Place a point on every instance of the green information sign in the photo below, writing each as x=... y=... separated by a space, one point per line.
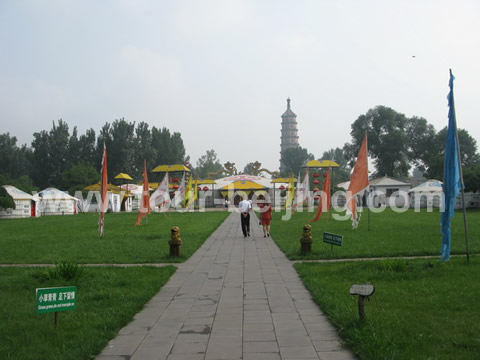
x=332 y=239
x=56 y=299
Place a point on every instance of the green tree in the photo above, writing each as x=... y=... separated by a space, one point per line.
x=434 y=161
x=144 y=149
x=471 y=178
x=342 y=172
x=14 y=161
x=79 y=176
x=120 y=142
x=169 y=148
x=293 y=159
x=88 y=150
x=6 y=201
x=421 y=141
x=208 y=163
x=387 y=141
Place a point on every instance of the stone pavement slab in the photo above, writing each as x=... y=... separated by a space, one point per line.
x=235 y=298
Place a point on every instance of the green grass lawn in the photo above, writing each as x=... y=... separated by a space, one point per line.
x=107 y=299
x=51 y=239
x=390 y=234
x=420 y=310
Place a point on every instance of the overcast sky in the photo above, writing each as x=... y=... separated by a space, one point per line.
x=219 y=72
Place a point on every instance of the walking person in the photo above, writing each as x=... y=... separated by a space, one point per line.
x=244 y=206
x=266 y=218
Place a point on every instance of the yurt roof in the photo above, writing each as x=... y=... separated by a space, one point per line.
x=17 y=194
x=260 y=180
x=387 y=181
x=165 y=168
x=53 y=194
x=429 y=186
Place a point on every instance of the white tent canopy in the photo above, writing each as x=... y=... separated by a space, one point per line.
x=23 y=203
x=52 y=201
x=430 y=186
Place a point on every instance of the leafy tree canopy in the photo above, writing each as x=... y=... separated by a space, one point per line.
x=6 y=201
x=293 y=159
x=209 y=164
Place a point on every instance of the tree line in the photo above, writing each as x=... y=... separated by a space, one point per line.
x=64 y=159
x=396 y=145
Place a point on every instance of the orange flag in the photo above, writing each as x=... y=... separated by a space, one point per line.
x=324 y=201
x=358 y=181
x=145 y=203
x=103 y=191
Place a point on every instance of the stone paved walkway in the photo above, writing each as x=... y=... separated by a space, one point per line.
x=235 y=298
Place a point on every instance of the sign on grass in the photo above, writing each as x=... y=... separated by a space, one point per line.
x=332 y=239
x=56 y=299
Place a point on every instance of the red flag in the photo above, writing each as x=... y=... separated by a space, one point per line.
x=103 y=191
x=145 y=203
x=324 y=201
x=358 y=181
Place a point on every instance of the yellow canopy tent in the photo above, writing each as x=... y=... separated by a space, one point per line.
x=321 y=163
x=110 y=187
x=283 y=180
x=123 y=176
x=171 y=168
x=245 y=186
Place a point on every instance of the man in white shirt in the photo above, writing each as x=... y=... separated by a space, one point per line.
x=244 y=206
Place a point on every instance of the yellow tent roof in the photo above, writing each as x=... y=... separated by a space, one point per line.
x=154 y=186
x=282 y=180
x=205 y=181
x=123 y=176
x=110 y=187
x=243 y=185
x=165 y=168
x=321 y=163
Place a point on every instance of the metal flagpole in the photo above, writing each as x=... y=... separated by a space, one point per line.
x=461 y=177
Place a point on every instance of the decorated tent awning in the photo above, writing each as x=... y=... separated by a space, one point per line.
x=283 y=180
x=171 y=168
x=205 y=181
x=110 y=187
x=243 y=185
x=17 y=194
x=321 y=163
x=123 y=176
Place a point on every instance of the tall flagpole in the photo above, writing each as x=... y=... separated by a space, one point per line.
x=462 y=188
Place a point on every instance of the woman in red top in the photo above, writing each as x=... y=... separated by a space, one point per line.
x=266 y=218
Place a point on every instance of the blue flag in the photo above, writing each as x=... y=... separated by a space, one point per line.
x=451 y=173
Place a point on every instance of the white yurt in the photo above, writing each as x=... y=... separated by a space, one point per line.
x=428 y=194
x=24 y=204
x=52 y=201
x=390 y=192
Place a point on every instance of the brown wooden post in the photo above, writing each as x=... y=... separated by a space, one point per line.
x=306 y=240
x=175 y=242
x=363 y=292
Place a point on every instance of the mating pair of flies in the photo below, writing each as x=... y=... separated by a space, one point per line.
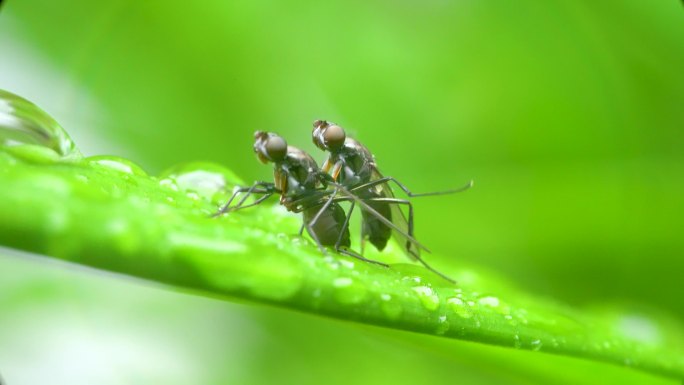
x=348 y=175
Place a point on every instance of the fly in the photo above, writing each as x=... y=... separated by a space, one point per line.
x=304 y=188
x=353 y=166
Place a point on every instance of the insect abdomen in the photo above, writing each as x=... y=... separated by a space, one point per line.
x=329 y=225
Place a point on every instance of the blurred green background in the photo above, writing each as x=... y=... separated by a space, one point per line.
x=569 y=115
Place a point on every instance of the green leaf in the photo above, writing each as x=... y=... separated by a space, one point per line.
x=105 y=212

* **What to do**: In your copy, include no pictures, but set down every record exactly.

* **Exercise response**:
Place a point on every instance of the green information sign in the photo below, writing each as x=... y=... separated by a space, one point per line.
x=332 y=239
x=56 y=299
Place a point on every instance of the green tree in the photo above, writing each as x=... y=... separated by a space, one point per line.
x=434 y=161
x=144 y=149
x=471 y=178
x=342 y=172
x=14 y=161
x=79 y=176
x=120 y=142
x=169 y=148
x=293 y=159
x=88 y=150
x=6 y=201
x=421 y=141
x=208 y=163
x=387 y=141
Place a point on every instance of the stone pavement slab in the photo above, writing each as x=... y=... separated by a space, one point per line.
x=235 y=298
Place a point on every instance of the green grass lawn in the photo above, writing each as x=... y=... separated by a space, one point per line.
x=107 y=299
x=51 y=239
x=390 y=234
x=420 y=310
Place a point on every instance of the overcast sky in the photo above, writing each as x=... y=... separated by a space, one point per line.
x=219 y=72
Place a point on every instance of the walking person in the photo above, writing each as x=... y=... separated by a space, one point per line.
x=244 y=206
x=266 y=218
Place a point on every instance of the yurt roof in the photo above, writing each as x=... y=... separated by a space, one point per line.
x=17 y=194
x=260 y=180
x=387 y=181
x=165 y=168
x=53 y=194
x=429 y=186
Place a point on every instance of the white tent canopy in the photo above, writing each as x=... y=... separated by a space, one point per line.
x=23 y=203
x=52 y=201
x=430 y=186
Place a point on every instance of the leafy tree canopy in the photo above, writing each as x=... y=... separated by a space, one point per line.
x=6 y=201
x=293 y=159
x=209 y=164
Place a point on every instance of the tree line in the photo above, writing each as x=... y=... separated by a space, one point per line.
x=64 y=159
x=396 y=145
Place a point on every instance of the orange flag in the photo above, writing each as x=... y=... separated by a space, one point per line.
x=324 y=201
x=358 y=181
x=145 y=203
x=103 y=191
Place a point on every instance of the stone paved walkway in the photo above, writing each as x=... y=... separated by a space, one point per line.
x=235 y=298
Place a point on every instance of the sign on grass in the photo above, writing each as x=... y=... separated by a space, one point per line.
x=332 y=239
x=56 y=299
Place a point on every instance of the red flag in the photo above, writing each as x=... y=... separated by a space, one point per line.
x=103 y=191
x=145 y=203
x=324 y=201
x=358 y=181
Place a point on every instance of the yellow canopy tent in the photo above, writing each as x=... y=... separated by a space, one point per line.
x=321 y=163
x=110 y=187
x=283 y=180
x=123 y=176
x=171 y=168
x=245 y=186
Place a point on every instance of the man in white shirt in the photo above, writing each as x=... y=... separated by a space, one point per line.
x=244 y=206
Place a point on every instance of the yellow tent roof in the photo above, writing each as x=... y=... separated by a space, one point per line.
x=154 y=186
x=282 y=180
x=205 y=181
x=123 y=176
x=110 y=187
x=243 y=185
x=165 y=168
x=321 y=163
Place a point on every instance of the metal flagpole in the photo above, writing each as x=... y=... separated by a space, one point per line.
x=461 y=177
Place a point on every instance of the decorated tent awning in the photo above, writing each as x=... y=... separated by a space, one point per line.
x=283 y=180
x=171 y=168
x=205 y=181
x=110 y=187
x=243 y=185
x=17 y=194
x=321 y=163
x=123 y=176
Place a point on every instance of the tall flagpole in the photo above, writing each as x=... y=... separated by a space, one point per line.
x=462 y=188
Place a point on every instance of the woman in red top in the photo above, writing each as x=... y=... separated by a space, one point per line.
x=266 y=218
Place a point on every instance of the blue flag in the photo above, writing each as x=... y=... separated by a space, one point per line.
x=451 y=173
Place a point on every instance of the white yurt in the photo above, writing each as x=... y=... separated by a space, one point per line.
x=428 y=194
x=24 y=204
x=52 y=201
x=390 y=192
Place a point on every instance of the brown wooden post in the photo above, writing each as x=... y=... separated by a space, one point per line.
x=306 y=240
x=175 y=242
x=363 y=292
Place a point on every instance of the mating pair of flies in the photo below, writing each as x=... y=... separated by a space, one point per line.
x=348 y=175
Place a point on every instance of the fly in the photo above, writing each as x=... y=... separated by a space, one point per line.
x=304 y=188
x=353 y=166
Place a point on every instance of the insect abdomen in the photo above, writing each as x=... y=... separated by a space, one point per line.
x=329 y=225
Place a point on every instance of the blurred green background in the photo above, writing each as x=... y=... separated by a space, one point per line.
x=569 y=115
Place a point on every instance of the green leaf in the photo above, writing each as x=... y=... separated by a space, one point per line.
x=105 y=212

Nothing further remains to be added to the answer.